Directions for this task – Scan the lines below and report each one containing "find" by copying it.

Phrase grounding data
Start of Block
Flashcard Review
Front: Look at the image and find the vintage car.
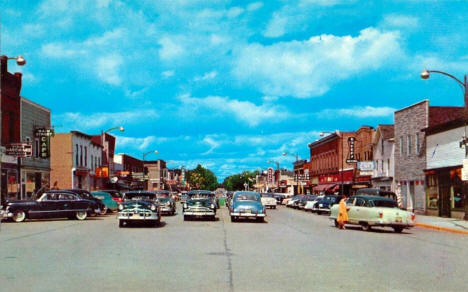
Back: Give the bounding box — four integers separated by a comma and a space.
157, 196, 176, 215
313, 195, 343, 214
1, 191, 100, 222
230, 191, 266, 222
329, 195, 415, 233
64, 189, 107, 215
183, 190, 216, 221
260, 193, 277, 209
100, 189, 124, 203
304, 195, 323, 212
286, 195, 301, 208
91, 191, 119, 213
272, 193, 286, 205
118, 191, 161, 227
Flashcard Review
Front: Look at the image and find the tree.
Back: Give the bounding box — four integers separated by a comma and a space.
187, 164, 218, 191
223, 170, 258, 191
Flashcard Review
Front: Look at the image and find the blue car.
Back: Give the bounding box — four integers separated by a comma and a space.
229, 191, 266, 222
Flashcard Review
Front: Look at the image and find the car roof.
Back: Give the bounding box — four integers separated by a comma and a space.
End of Block
Start of Block
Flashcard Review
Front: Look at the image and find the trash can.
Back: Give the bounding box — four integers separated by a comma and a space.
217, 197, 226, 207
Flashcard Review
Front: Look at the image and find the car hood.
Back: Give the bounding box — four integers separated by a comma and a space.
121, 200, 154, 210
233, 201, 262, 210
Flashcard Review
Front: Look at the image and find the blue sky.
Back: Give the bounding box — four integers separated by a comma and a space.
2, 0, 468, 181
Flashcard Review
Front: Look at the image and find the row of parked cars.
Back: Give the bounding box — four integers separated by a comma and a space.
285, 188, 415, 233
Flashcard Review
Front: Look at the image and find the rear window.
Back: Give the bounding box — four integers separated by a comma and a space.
End of Block
Your response –
Front: Look at the image and find the vintage car.
Front: Look at the image and find the tree.
Front: Look at the image and find the blue car.
Front: Look at the image and find the car roof.
Front: Look at the image and find the trash can.
Front: Look at the image and find the car hood.
Front: Look at the image and find the blue sky.
Front: Look at the image and find the row of parked cars.
Front: Look at the image and find the rear window.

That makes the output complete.